### [Problems and tasks]
• A. Reproduce the passage of the headlamp review from "Some pictures guiding" up to and including "may open-close cycles.", with no changes.
• B. According to the headlamp review, what batteries does the Led Lenser H14 series run on?
• C. Write the next part of the headlamp review, picking up after its final sentence.

### [Excerpt]

+++

Note: This is the third time I write up this review, I fully lost it two times after write-up hitting the 'save' button at the time of the recent server change and its aftermath, mainly my own fault because I was too lazy to make a back-up first. So please excuse the grumpy tone now and then, but I promise that the opinions and views in the review are not affected by my mood .
Recently I 'won' this headlamp from dx in a BLF thread in which they asked for reviewers for two head lamps. I am not so much the headlamp type, but was curious about how a powerfull xml-light on your fore-head would be like. I got the high,low,strobe zoom one and received the lamp two months ago, the delay writing this review nicely meets with dx-standards (I haven't seen the other review yet btw...). I will do my review first and then report about some actual use in the 'wild' during a camping trip with friends. This is the link to the dx-site, it is sold for $34.30. I will not repeat their specs here because they messed that up wildly (it is not 800 lumens, it is far from waterproof, it does not have a tail clicky, where actually is the tail on a head lamp?, and more..).
This is the lamp, the Singfire SF-536, an XM-L lamp running on 2 parallel 18650 batteries. Ugly, isn't it? But to their credit, they did not design it, it is actually a copy of an other ugly light I found:
meet the Led Lenser H14 series.
The first thing that Singfire did wrong is choosing this massive Led Lenser to copy, it sure must be possible to design a high power XM-L head lamp that is a bit slimmer and more elegant? Next they decided to change the battery type: the Led Lenser conveniently runs on 4xAA's, safe batteries, widely available. Singfire decided to stick 2x18650 batteries to the back of your head and chose to deliver the lamp with two unbranded (though protected it seems, they better be) batteries of unknown quality, and an el cheapo wall charger that charges the batteries via a directly connected to the batteries charge port. It could work alright, who knows, but I am not going to use that charger. Last, they made the light as leaky as a possible, this is really an accomplishment: holes everywhere. In my country that is a very bad idea, rain can be expected at any day of the year.
Some pictures guiding you through the lamp:
The battery box, no clicky, just an electronic switch that can easily be fired inside your travel bag, heating the light nicely up insulated by your clothes. The only way to lock-out the lamp is to remove the batteries, but the flimsy plastic clips that close the box will not withstand too may open-close cycles.
The led housing, top view, you see where that wire goes into the pill? Guess where the rain will go. That pill is a massive block of aluminium by the way, if they just made the outer surface a bit bigger for cooling..
The obligatory zoom chart. It used to annoy me because of the great nonsense, but I grew into it and it actually makes me smile nowadays . (Same as I love the 'caution, hot surface' sign..... Oh no, the Singfire does not have that one
)
As far as I have opened the light up. Notice the groove around the lid of the battery box, they could have used rubber waterproofing, but it isn't there. Would not matter much because water can come into the box via the switch, or via the hole where the wire to the led comes out, or via the charge port that actually does have a rubber, but that does not fit.

+++

### [Data shown]
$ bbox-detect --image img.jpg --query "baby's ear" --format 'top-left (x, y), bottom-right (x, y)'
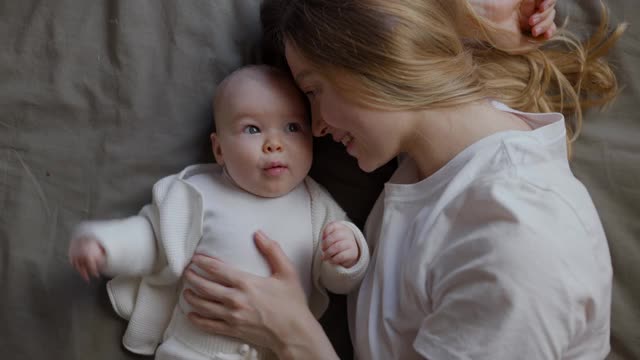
top-left (211, 132), bottom-right (224, 165)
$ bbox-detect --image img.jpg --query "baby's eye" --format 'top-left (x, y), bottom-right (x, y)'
top-left (304, 91), bottom-right (315, 101)
top-left (242, 125), bottom-right (260, 135)
top-left (287, 123), bottom-right (302, 132)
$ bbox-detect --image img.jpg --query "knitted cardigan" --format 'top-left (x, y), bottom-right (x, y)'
top-left (75, 164), bottom-right (369, 355)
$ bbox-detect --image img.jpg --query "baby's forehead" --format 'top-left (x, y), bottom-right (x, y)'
top-left (214, 67), bottom-right (305, 127)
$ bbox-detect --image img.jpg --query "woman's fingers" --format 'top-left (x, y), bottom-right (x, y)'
top-left (187, 313), bottom-right (235, 336)
top-left (544, 23), bottom-right (558, 39)
top-left (323, 241), bottom-right (348, 260)
top-left (539, 0), bottom-right (556, 11)
top-left (255, 231), bottom-right (297, 276)
top-left (184, 269), bottom-right (233, 304)
top-left (531, 8), bottom-right (556, 37)
top-left (184, 289), bottom-right (230, 321)
top-left (191, 254), bottom-right (248, 287)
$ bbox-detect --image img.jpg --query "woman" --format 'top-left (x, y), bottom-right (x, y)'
top-left (184, 0), bottom-right (623, 359)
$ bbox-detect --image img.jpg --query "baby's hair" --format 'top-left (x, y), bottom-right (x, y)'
top-left (211, 64), bottom-right (294, 132)
top-left (261, 0), bottom-right (625, 158)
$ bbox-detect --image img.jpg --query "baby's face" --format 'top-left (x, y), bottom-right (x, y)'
top-left (212, 73), bottom-right (312, 197)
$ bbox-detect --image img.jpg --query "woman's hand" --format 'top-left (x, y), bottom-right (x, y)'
top-left (468, 0), bottom-right (557, 50)
top-left (184, 231), bottom-right (337, 359)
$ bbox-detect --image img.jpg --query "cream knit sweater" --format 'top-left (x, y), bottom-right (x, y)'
top-left (75, 164), bottom-right (369, 355)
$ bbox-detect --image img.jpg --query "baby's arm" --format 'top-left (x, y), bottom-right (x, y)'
top-left (318, 220), bottom-right (369, 294)
top-left (69, 235), bottom-right (107, 282)
top-left (69, 206), bottom-right (157, 281)
top-left (322, 221), bottom-right (360, 269)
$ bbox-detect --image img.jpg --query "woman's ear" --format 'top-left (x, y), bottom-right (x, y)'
top-left (211, 132), bottom-right (224, 165)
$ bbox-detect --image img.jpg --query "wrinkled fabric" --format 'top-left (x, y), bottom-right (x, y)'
top-left (0, 0), bottom-right (640, 360)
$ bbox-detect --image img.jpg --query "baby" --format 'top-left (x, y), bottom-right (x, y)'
top-left (69, 66), bottom-right (369, 359)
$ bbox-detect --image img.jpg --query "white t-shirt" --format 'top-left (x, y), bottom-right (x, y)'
top-left (349, 103), bottom-right (612, 360)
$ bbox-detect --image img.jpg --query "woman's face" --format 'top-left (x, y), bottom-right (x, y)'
top-left (285, 42), bottom-right (410, 172)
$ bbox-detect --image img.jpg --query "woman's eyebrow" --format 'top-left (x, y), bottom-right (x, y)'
top-left (295, 70), bottom-right (312, 85)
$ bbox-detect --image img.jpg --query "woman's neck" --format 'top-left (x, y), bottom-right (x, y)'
top-left (404, 101), bottom-right (531, 179)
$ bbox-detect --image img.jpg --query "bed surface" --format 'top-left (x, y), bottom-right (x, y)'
top-left (0, 0), bottom-right (640, 360)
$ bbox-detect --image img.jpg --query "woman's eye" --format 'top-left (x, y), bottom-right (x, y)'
top-left (287, 123), bottom-right (302, 132)
top-left (242, 125), bottom-right (260, 134)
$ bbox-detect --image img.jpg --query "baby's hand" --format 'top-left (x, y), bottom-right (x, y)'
top-left (69, 236), bottom-right (107, 282)
top-left (322, 222), bottom-right (360, 268)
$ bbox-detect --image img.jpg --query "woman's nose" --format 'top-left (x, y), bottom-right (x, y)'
top-left (311, 116), bottom-right (329, 137)
top-left (262, 139), bottom-right (282, 154)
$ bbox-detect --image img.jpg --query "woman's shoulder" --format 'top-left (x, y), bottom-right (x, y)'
top-left (421, 174), bottom-right (609, 273)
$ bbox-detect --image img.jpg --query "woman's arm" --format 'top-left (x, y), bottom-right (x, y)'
top-left (184, 232), bottom-right (338, 359)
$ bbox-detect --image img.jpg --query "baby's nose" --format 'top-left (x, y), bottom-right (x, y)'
top-left (262, 139), bottom-right (282, 153)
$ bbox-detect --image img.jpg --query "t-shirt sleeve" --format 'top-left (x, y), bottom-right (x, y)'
top-left (413, 183), bottom-right (581, 360)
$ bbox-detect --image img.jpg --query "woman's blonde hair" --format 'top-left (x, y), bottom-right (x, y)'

+++

### [Task-by-task outputs]
• A.
Some pictures guiding you through the lamp:
The battery box, no clicky, just an electronic switch that can easily be fired inside your travel bag, heating the light nicely up insulated by your clothes. The only way to lock-out the lamp is to remove the batteries, but the flimsy plastic clips that close the box will not withstand too may open-close cycles.

• B. Four AA batteries.

• C.
The electronics, squeezed between plastic. Note the direct connection going from the charge port to the batteries, this is very unsafe: the connection is a widely used plug-type, plug in any wall adapter giving off more than 4.2V will blow your battery. But even if you are not that stupid, do you trust the adapter that comes with the lamp?:
Looks like an ordinary 'travel charger' that charges 500mA right up to 4.2V and then keeps pushing. I guess no current lowering when close to fuly charged, and no switch off at full charge. A guy reviewing the head lamp at the dx-site said that with this charger he already managed to melt the battery-wrapping and then quickly decided to unplug the thing.
So now to the performance.
First: the head lamp wears very comfortable, you can wear it for hours (providing no one is around to see you wearing the silly thing).
Some output measurements on high:
zoomed out: 401 lumen OTF, throw 700 lux@1meter
zoomed in : 209 lumen OTF, throw 7200lux@1meter
Conclusion: I find this a bad head lamp that I certainly would not buy myself, the performance is mediocre, but worse: IMO without knowledge of what is going on inside the lamp, it is very unsafe. Even for part scavenging it is not usefull, I just may have a use for the pill somehow.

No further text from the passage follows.